_Directions_:
What this exercise requires is a verbatim reproduction of the data below.

_Provided data_:

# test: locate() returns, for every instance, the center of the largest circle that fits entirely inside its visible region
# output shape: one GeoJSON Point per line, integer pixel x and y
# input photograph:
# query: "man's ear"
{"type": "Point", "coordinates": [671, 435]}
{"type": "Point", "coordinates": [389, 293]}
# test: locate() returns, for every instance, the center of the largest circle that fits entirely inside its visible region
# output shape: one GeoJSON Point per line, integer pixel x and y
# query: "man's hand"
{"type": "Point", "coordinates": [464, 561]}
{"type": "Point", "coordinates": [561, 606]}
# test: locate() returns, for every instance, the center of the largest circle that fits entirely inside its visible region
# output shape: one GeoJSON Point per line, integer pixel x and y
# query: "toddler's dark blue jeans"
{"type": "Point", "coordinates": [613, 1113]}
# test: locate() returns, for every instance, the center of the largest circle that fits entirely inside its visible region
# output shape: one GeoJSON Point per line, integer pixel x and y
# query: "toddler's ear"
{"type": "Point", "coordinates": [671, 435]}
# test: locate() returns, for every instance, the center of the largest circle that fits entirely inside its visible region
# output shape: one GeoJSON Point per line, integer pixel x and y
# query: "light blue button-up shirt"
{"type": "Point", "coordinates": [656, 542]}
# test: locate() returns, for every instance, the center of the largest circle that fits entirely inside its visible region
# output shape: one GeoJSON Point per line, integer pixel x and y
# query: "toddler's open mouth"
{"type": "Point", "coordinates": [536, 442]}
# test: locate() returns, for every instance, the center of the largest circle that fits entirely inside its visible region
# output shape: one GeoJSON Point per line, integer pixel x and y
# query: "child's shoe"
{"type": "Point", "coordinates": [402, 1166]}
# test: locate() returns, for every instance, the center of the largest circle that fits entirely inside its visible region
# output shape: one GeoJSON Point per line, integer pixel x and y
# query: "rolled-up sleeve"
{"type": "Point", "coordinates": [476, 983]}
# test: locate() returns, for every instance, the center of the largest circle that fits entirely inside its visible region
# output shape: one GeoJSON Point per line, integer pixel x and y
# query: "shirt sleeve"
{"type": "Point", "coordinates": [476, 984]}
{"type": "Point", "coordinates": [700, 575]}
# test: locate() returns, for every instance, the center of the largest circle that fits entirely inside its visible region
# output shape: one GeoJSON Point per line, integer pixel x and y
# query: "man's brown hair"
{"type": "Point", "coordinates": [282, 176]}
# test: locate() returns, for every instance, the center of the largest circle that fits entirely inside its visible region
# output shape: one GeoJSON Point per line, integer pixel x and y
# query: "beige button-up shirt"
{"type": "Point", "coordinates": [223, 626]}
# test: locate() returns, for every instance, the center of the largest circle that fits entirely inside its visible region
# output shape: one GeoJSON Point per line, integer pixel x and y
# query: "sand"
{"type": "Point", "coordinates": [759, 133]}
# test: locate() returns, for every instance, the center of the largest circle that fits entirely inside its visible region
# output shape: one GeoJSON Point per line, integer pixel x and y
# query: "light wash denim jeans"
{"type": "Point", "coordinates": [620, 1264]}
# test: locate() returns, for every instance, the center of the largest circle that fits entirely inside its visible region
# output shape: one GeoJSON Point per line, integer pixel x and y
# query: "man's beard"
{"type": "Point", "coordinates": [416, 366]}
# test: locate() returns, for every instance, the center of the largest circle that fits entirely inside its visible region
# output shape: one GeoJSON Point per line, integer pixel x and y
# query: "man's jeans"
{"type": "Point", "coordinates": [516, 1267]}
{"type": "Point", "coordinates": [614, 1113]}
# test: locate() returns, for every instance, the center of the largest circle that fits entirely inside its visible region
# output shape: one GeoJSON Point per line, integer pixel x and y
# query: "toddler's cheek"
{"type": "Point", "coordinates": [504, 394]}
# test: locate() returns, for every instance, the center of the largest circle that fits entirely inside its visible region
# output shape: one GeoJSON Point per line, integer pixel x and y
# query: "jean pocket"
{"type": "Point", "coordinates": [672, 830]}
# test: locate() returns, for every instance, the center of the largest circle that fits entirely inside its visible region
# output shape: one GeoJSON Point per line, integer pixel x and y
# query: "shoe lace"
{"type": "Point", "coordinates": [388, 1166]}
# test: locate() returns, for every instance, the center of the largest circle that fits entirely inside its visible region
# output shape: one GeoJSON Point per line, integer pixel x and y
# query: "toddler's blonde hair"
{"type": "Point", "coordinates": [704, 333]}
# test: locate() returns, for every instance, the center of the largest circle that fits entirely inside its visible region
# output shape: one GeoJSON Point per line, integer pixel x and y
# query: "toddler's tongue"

_Result for this exercise_:
# test: locate() returns, for every instance, the center of the largest circle that fits entirely inside its visible region
# output shape: one GeoJSON Point per line, integer pixel x and y
# input photograph:
# query: "man's ear"
{"type": "Point", "coordinates": [671, 435]}
{"type": "Point", "coordinates": [389, 293]}
# test: locate() returns, for every instance, the center of the largest circle that fits entirely inside its visible region
# output shape: one GeoJSON Point per line, integer pixel x and y
# query: "man's hand"
{"type": "Point", "coordinates": [464, 561]}
{"type": "Point", "coordinates": [561, 606]}
# test: locate() returns, for every instance, the center of the largest circle that fits entirely inside its visible region
# output shape: one GeoJSON Point per line, integer pixel x and y
# query: "toddler's dark blue jeans"
{"type": "Point", "coordinates": [613, 1113]}
# test: locate() returns, for every instance, the center of the largest circle that fits entirely inside its visible region
# output shape: one GeoJSON Point per line, integer pixel x and y
# query: "toddler's ear"
{"type": "Point", "coordinates": [671, 435]}
# test: locate() returns, for every instance, the center of the largest circle that fits entirely inside its visible region
# output shape: one GeoJSON Point per line, integer pixel x and y
# query: "light blue button-up shirt"
{"type": "Point", "coordinates": [656, 542]}
# test: locate() returns, for every instance, the center of the largest circle that fits entirely inside its visible region
# output shape: one GeoJSON Point per line, integer pixel x and y
# query: "toddler's open mouth"
{"type": "Point", "coordinates": [536, 442]}
# test: locate() returns, for every instance, the center of the largest circle that fits entirely inside its visible region
# output shape: one GeoJSON Point per line, integer pixel x and y
# query: "child's shoe"
{"type": "Point", "coordinates": [402, 1166]}
# test: locate() returns, for every instance, the center of the largest circle that fits entirely inside its visible region
# output shape: one GeoJSON Point per line, integer pixel x and y
# query: "rolled-up sleeve"
{"type": "Point", "coordinates": [476, 983]}
# test: locate() returns, for every instance, the center of the largest circle that fits entirely inside its visible region
# output shape: one GeoJSON Point per line, integer pixel x and y
# query: "shirt sleeve"
{"type": "Point", "coordinates": [476, 984]}
{"type": "Point", "coordinates": [700, 575]}
# test: locate() returns, for every instance, the center of the largest circle that fits entirely inside its visible region
# output shape: one GeoJSON Point per line, integer pixel x and y
# query: "man's brown hair"
{"type": "Point", "coordinates": [282, 176]}
# test: locate() returns, for every instance, the center of the largest circle that fits entirely inside its visible region
# output shape: one GeoJSON Point per line, integer pixel x and y
# query: "beige button-up shirt"
{"type": "Point", "coordinates": [223, 626]}
# test: locate() returns, for every instance, the center of the largest circle that fits entirely inside its visible region
# output shape: one GeoJSON Point per line, integer pixel x and y
# query: "sand"
{"type": "Point", "coordinates": [759, 133]}
# test: locate() returns, for every instance, the center of the largest circle that fits entirely inside its visible region
# output shape: one GeoJSON Point per line, integer pixel x and y
# query: "light wash denim jeans"
{"type": "Point", "coordinates": [620, 1264]}
# test: locate() returns, for every instance, the center of the largest circle that fits entirely inside its visible region
# output shape: one GeoJSON Point per line, integer pixel x and y
# query: "man's beard"
{"type": "Point", "coordinates": [416, 366]}
# test: locate() returns, for every instance, the center of the largest circle that fits entirely inside its visible region
# output shape: one GeoJSON Point per line, integer pixel x and y
# query: "man's jeans"
{"type": "Point", "coordinates": [516, 1267]}
{"type": "Point", "coordinates": [614, 1113]}
# test: locate() returns, for every instance, the center of the largest circle that fits entirely inside its visible region
# output shape: one GeoJSON Point per line, integer pixel x and y
# query: "toddler's cheek"
{"type": "Point", "coordinates": [504, 394]}
# test: locate() returns, for every instance, the center of the largest circle that fits entirely inside its visible region
# output shape: one GeoJSON Point per line, integer pixel x and y
# query: "jean pocket"
{"type": "Point", "coordinates": [672, 830]}
# test: locate() returns, for every instance, the center of the largest circle that fits entirely inside its visible region
# output shape: one GeoJSON Point per line, integer pixel x and y
# query: "shoe lace"
{"type": "Point", "coordinates": [388, 1166]}
# test: locate() returns, for every instance, the center of the largest circle that fits entirely inside its visible region
# output shape: one GeoJSON Point per line, integer pixel x and y
# query: "toddler's blonde hair"
{"type": "Point", "coordinates": [704, 333]}
# test: locate() returns, for every instance, the center of the largest circle that fits entirely inside its visible region
# output shape: one GeoJSON Point per line, integer pixel x and y
# query: "toddler's tongue"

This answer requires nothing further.